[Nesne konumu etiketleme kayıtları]
******************************
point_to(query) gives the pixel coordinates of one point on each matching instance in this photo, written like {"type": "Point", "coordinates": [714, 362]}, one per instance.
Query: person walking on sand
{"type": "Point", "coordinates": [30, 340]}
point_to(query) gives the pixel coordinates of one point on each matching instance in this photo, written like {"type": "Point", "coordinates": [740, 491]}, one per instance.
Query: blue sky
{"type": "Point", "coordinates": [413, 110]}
******************************
(Yapılacaklar)
Listenin tamamını yeniden yazın ve "photo" kelimesini "image" ile değiştirin. Başka hiçbir şeye dokunmayın.

(Çözüm)
point_to(query) gives the pixel coordinates of one point on each matching instance in this image, written like {"type": "Point", "coordinates": [714, 362]}, one per instance.
Query: person walking on sand
{"type": "Point", "coordinates": [30, 340]}
point_to(query) gives the pixel coordinates of one point on each matching instance in this image, written like {"type": "Point", "coordinates": [740, 491]}, one per instance.
Query: blue sky
{"type": "Point", "coordinates": [413, 110]}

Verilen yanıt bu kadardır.